─── Brano estratto

Per la Procura le somme sarebbero state pagate al direttore dell'Unità di Business dall'imprenditore che tentò il suicidio: il titolare della ditta si aggiudicò quattro appalti nella centrale. Nella registrazione audio consegnata ai pm: "Ti ricordi quando il direttore ci ha fatto assumere quella persona che poi ci aiutava". Domani Riesame per Vito Gloria

BRINDISI – Altre tangenti per non far inceppare gli ingranaggi degli appalti all’interno della centrale Enel di Brindisi, da pagare a rate: diecimila euro per cinque volte, l’ultima delle quali in prossimità delle nozze del direttore dell’Unità di Business Cerano, Fausto Bassi, finito sul registro degli indagati assieme a Fabio De Filippo, il capo impianto, per corruzione in concorso con l’imprenditore di Monteroni di Lecce, autore della denuncia posta alla base dell’inchiesta della Procura.

──────
─── Righe mostrate

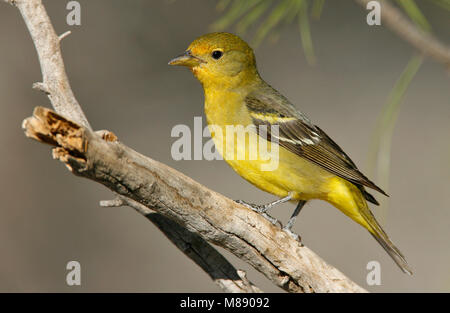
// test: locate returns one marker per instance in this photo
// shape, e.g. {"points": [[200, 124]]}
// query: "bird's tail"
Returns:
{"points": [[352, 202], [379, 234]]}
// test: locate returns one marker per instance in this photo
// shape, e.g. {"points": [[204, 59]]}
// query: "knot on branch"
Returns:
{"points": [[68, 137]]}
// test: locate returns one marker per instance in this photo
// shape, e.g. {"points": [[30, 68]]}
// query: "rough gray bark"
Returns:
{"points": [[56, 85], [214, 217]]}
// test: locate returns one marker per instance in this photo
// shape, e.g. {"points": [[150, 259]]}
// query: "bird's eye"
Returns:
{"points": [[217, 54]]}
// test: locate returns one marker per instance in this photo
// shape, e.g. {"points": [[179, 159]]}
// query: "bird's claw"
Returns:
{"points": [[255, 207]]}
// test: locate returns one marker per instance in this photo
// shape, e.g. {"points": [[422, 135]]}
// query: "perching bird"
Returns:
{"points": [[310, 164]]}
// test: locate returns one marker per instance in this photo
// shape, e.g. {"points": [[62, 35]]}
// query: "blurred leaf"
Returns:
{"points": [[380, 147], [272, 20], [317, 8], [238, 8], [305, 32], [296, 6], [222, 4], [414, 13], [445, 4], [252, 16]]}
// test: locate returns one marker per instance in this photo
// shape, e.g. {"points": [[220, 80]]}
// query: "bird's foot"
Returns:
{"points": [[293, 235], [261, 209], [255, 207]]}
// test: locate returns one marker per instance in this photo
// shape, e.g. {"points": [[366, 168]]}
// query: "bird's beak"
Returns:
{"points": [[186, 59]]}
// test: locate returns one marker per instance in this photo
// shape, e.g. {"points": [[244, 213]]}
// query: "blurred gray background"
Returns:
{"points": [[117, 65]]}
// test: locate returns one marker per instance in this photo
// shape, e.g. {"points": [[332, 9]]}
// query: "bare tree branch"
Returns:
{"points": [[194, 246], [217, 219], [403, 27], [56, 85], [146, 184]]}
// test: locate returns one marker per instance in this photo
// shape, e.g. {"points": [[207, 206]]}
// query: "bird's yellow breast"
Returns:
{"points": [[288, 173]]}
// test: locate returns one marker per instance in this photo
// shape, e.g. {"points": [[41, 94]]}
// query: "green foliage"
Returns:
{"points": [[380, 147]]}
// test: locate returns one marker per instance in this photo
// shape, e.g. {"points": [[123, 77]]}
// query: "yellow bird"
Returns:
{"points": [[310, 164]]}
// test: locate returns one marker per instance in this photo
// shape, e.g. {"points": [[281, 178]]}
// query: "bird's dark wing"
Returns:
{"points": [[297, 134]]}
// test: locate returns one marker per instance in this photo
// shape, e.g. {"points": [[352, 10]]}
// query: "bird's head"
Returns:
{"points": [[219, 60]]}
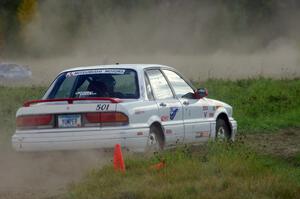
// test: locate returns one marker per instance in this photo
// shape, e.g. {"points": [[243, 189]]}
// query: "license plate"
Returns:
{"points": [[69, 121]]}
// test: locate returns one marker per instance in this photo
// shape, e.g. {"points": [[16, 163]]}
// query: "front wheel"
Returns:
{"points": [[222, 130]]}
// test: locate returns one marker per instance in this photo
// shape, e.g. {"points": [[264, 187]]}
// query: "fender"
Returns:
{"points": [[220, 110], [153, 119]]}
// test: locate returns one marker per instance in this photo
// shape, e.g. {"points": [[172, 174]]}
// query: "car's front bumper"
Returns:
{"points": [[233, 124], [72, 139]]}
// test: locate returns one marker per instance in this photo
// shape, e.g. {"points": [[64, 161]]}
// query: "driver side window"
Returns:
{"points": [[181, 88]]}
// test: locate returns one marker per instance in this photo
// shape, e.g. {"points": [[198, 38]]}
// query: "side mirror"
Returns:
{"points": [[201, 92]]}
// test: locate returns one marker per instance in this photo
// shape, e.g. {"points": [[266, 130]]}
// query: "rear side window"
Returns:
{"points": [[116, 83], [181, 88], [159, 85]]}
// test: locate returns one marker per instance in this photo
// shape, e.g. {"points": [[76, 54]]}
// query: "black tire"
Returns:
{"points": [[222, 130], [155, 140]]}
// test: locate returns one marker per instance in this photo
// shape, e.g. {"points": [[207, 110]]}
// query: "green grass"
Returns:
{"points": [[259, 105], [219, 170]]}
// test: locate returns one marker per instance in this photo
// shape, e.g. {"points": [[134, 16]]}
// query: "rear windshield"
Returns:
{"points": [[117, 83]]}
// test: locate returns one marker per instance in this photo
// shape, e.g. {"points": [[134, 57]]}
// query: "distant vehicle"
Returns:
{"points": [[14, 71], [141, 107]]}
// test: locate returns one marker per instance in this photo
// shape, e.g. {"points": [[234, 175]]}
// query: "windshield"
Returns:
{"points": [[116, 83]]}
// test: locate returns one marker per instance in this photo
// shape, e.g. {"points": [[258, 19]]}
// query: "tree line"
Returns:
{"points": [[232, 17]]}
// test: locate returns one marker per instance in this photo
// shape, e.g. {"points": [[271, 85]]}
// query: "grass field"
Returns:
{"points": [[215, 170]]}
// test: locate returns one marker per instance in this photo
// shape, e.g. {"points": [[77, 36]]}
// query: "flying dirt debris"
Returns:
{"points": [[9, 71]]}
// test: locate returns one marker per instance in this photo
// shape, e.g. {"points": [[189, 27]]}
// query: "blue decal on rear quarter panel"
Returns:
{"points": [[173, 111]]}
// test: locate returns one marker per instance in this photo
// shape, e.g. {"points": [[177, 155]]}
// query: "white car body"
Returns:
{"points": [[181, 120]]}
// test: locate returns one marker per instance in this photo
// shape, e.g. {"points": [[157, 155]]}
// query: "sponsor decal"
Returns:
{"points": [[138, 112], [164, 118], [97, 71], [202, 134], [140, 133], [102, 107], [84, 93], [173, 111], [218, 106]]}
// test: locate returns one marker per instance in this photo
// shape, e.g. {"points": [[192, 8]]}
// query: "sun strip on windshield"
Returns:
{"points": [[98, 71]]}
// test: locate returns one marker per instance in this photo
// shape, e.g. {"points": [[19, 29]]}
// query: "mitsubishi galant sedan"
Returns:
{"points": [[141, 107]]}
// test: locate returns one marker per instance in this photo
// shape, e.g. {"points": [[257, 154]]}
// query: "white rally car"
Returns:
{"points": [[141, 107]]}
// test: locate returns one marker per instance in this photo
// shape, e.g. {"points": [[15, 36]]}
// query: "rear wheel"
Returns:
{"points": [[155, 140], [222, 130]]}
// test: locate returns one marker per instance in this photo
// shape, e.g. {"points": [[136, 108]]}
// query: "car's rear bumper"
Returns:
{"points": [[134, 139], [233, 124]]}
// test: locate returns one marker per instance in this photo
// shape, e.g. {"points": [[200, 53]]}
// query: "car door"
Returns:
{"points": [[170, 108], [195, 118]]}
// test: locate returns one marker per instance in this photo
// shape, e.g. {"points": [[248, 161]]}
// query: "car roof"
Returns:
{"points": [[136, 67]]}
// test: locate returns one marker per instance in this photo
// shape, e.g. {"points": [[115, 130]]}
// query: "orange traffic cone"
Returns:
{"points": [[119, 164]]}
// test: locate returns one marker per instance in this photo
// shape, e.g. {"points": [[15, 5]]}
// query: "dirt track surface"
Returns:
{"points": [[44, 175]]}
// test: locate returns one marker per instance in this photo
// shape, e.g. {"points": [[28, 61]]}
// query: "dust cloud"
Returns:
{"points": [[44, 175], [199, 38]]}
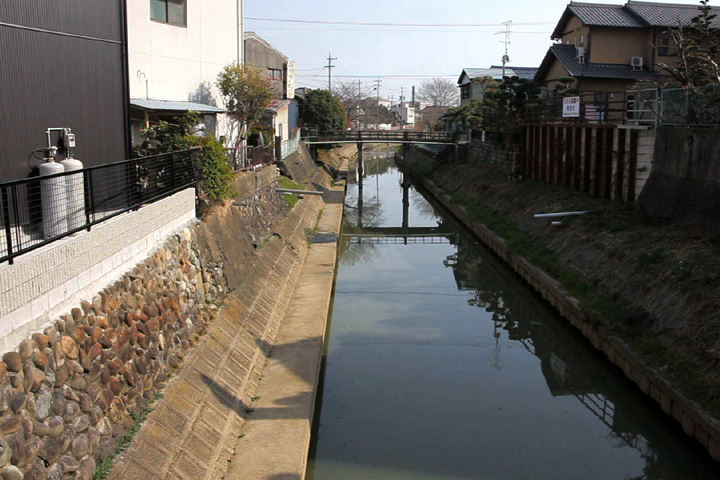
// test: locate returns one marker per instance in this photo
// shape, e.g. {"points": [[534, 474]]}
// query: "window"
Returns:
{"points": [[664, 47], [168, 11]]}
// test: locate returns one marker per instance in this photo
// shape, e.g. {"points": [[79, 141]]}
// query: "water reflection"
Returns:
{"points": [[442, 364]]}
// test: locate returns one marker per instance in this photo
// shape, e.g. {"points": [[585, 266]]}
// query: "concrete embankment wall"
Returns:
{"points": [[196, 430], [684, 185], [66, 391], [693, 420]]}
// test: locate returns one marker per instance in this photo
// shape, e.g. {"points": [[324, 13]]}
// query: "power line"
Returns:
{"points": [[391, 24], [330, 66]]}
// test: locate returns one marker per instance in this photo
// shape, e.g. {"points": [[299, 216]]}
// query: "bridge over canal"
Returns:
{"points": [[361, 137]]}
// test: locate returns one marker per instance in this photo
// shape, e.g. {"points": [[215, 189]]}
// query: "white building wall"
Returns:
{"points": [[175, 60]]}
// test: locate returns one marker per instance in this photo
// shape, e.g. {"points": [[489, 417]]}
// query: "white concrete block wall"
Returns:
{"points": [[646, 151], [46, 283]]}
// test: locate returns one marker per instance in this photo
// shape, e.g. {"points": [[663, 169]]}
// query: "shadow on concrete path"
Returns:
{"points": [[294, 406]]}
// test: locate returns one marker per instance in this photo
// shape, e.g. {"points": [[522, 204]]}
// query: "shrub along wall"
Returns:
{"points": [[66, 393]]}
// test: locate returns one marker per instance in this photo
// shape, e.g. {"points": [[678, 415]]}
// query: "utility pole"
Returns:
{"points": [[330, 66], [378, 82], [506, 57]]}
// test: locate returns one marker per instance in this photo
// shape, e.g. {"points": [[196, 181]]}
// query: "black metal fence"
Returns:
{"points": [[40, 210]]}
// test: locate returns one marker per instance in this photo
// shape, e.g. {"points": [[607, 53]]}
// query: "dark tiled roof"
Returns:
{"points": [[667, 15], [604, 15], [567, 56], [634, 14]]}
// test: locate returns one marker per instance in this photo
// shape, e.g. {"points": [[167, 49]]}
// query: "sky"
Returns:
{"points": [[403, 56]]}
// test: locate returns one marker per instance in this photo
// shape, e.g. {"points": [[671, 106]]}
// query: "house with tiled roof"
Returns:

──────

● **Obiettivo dell'esercizio**:
Ricopia senza alcuna modifica il tratto del brano sulle tangenti alla centrale Enel di Brindisi che va da "BRINDISI – Altre" fino a "dell’inchiesta della Procura.".

● **Risultato dell'esercizio**:
BRINDISI – Altre tangenti per non far inceppare gli ingranaggi degli appalti all’interno della centrale Enel di Brindisi, da pagare a rate: diecimila euro per cinque volte, l’ultima delle quali in prossimità delle nozze del direttore dell’Unità di Business Cerano, Fausto Bassi, finito sul registro degli indagati assieme a Fabio De Filippo, il capo impianto, per corruzione in concorso con l’imprenditore di Monteroni di Lecce, autore della denuncia posta alla base dell’inchiesta della Procura.